■ **Requirement**
Every word of the data below has to be copied faithfully.
╭──
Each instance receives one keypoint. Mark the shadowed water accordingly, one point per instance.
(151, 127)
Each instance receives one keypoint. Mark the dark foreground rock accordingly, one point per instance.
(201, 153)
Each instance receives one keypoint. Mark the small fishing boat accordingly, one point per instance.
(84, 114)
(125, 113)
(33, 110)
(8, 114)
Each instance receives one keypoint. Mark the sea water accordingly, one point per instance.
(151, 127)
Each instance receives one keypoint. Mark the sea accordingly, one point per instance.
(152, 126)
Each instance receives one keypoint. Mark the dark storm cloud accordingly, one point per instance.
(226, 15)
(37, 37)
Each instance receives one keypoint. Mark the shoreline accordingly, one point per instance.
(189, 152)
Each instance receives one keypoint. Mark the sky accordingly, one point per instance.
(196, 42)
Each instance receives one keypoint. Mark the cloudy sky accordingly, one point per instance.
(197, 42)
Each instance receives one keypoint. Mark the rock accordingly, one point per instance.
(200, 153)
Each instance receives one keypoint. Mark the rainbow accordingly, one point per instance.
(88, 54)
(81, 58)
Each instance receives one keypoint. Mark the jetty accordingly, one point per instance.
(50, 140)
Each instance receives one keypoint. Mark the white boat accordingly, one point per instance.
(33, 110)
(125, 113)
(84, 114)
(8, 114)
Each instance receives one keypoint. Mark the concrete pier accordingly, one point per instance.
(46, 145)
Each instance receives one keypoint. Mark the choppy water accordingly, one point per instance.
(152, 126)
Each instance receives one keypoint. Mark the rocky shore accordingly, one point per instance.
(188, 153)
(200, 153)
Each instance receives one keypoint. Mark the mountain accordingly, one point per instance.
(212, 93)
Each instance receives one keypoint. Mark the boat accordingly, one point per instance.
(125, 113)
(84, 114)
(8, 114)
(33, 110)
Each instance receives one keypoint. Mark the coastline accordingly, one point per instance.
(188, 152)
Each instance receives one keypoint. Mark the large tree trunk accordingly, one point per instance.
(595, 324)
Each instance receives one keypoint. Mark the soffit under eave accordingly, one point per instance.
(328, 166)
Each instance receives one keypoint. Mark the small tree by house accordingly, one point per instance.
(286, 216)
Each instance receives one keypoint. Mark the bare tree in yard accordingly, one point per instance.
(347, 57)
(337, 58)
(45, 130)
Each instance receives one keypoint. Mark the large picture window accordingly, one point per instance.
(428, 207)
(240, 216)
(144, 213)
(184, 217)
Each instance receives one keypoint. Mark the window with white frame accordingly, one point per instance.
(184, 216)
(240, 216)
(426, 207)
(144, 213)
╰──
■ **Answer to the exercise**
Each instance receives one keypoint. Mark the shadowed water accordingly, one point per instance.
(151, 127)
Each instance receives one keypoint. Mark the dark foreground rock accordingly, one point per instance.
(201, 153)
Each instance receives one keypoint. Mark the small fishing boat accordingly, one point per instance.
(84, 114)
(125, 113)
(33, 110)
(8, 114)
Each instance receives one keypoint. Mark the sea water accordingly, one point per instance.
(151, 127)
Each instance receives one keypoint. Mark the sea accordingly, one point per instance.
(152, 126)
Each instance receives one keypoint. Mark the dark storm cloud accordingly, one point per instance.
(226, 15)
(37, 37)
Each instance receives one keypoint. Mark the shoreline accordingly, one point per instance.
(189, 152)
Each instance receives one keypoint. Mark the sky accordingly, one point per instance.
(196, 42)
Each instance receives one keypoint. Mark the cloudy sky accordingly, one point per instance.
(197, 42)
Each instance receives one keypoint. Mark the rock accordingly, one point per instance.
(200, 153)
Each instance receives one keypoint. Mark the rainbow accordingly, one point per instance.
(88, 54)
(81, 58)
Each instance receives one keypoint. Mark the jetty accordingly, one point per instance.
(50, 140)
Each instance receives one keypoint. Mark the white boat accordingly, one point per instance.
(33, 110)
(125, 113)
(84, 114)
(8, 114)
Each instance receives one keypoint. Mark the concrete pier accordingly, one point per instance.
(46, 145)
Each instance receives one keypoint. Mark the choppy water accordingly, one point per instance.
(152, 126)
Each instance receives one keypoint. Mark the rocky shore accordingly, one point per instance.
(188, 153)
(200, 153)
Each instance receives one keypoint. Mark the mountain accordingly, one point per instance.
(212, 93)
Each instance receives one keypoint. Mark the boat accordingly, one point per instance.
(125, 113)
(84, 114)
(8, 114)
(33, 110)
Each instance receives one keypoint. Mark the coastline accordingly, one point per instance.
(188, 152)
Each instance receives one keypoint. Mark the large tree trunk accordingly, one point per instance.
(595, 324)
Each instance receives one keypoint. Mark the soffit under eave accordingly, one point per instance.
(328, 166)
Each instance receives one keypoint. Mark the small tree by house accordingly, one point per instance.
(286, 216)
Each instance receives one keypoint. Mark the bare tree in yard accordingly, one point per instance.
(347, 57)
(337, 58)
(45, 130)
Each instance receives one keypoint. Mark the large picture window accordingly, one point per instance.
(428, 207)
(240, 216)
(144, 213)
(184, 217)
Each instance receives one keypoint. Mark the window with white frame accordingly, one point per instance.
(184, 216)
(240, 216)
(426, 207)
(144, 213)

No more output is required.